▶ **WHAT NEEDS TO BE DONE**
Find and copy each line in the material below where the string "chimney" occurs.

DATA SECTION: Begin

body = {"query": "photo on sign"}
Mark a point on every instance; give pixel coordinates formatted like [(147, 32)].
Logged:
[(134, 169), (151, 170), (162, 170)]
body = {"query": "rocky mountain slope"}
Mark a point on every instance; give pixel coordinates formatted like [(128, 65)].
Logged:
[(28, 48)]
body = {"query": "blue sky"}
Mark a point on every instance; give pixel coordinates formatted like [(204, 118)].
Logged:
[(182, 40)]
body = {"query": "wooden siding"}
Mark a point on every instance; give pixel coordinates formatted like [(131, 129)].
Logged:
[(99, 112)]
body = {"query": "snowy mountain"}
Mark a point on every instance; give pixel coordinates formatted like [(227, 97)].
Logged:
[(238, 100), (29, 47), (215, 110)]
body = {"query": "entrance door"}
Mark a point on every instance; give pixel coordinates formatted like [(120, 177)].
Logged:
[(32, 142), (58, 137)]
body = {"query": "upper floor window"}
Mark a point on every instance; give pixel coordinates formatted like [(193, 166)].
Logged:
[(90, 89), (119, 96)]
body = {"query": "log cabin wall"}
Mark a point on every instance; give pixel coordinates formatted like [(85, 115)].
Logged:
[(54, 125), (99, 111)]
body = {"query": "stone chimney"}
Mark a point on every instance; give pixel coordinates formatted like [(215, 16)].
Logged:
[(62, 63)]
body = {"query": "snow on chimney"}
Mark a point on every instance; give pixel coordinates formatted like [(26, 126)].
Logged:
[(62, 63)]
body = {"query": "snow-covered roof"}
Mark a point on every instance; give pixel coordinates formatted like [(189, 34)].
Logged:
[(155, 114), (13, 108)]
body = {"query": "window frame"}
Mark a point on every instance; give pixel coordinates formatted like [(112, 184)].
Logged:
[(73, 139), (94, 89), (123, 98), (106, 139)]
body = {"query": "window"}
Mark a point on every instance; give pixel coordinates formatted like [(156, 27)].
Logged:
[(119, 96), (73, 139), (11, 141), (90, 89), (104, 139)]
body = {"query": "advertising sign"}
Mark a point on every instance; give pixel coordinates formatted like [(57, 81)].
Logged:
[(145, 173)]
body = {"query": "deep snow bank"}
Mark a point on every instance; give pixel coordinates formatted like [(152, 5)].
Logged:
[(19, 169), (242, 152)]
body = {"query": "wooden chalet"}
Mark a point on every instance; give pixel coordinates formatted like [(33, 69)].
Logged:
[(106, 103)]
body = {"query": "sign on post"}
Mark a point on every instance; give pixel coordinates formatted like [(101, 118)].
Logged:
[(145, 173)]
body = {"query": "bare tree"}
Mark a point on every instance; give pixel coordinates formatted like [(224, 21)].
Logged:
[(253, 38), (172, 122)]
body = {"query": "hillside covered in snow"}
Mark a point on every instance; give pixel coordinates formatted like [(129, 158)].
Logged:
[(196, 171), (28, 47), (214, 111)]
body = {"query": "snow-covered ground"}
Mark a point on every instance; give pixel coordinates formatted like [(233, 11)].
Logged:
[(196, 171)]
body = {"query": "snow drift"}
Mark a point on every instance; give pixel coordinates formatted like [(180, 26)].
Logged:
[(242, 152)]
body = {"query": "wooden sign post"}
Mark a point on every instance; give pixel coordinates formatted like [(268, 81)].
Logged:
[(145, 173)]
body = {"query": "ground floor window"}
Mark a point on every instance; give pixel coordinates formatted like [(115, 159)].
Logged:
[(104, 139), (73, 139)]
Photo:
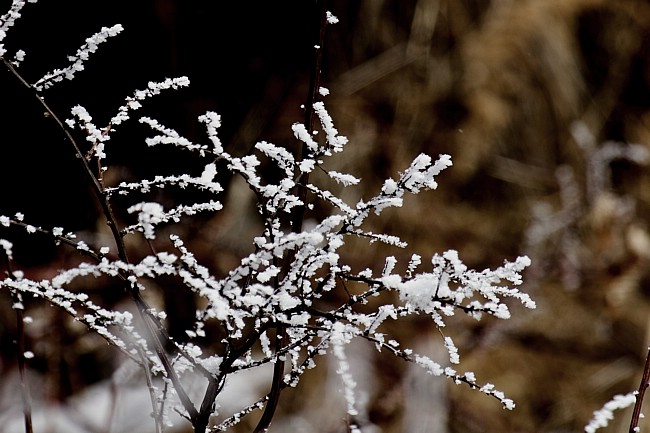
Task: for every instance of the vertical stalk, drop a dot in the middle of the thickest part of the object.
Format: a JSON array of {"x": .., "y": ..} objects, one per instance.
[
  {"x": 643, "y": 386},
  {"x": 297, "y": 216}
]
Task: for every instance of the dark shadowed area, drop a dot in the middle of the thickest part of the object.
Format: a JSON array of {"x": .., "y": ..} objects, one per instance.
[{"x": 543, "y": 105}]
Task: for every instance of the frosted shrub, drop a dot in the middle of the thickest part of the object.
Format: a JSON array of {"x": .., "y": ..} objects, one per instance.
[{"x": 276, "y": 307}]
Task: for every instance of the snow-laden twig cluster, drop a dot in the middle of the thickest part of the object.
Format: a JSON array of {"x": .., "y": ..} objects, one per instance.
[{"x": 282, "y": 303}]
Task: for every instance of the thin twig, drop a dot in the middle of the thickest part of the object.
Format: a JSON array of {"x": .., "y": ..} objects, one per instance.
[{"x": 645, "y": 382}]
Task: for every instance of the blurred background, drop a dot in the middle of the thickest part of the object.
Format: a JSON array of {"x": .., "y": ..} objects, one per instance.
[{"x": 544, "y": 106}]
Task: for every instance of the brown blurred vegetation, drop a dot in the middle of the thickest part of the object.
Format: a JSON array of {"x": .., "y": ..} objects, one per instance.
[{"x": 499, "y": 85}]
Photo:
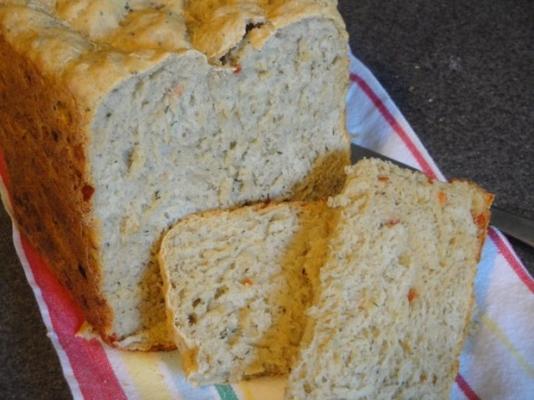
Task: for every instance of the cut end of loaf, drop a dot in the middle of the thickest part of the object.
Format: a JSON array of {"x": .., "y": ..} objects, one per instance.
[
  {"x": 396, "y": 290},
  {"x": 191, "y": 137},
  {"x": 237, "y": 284}
]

DATA SECTION: End

▶ **WRITTEN REPLY**
body = {"query": "stone chimney"}
body = {"query": "snow on chimney"}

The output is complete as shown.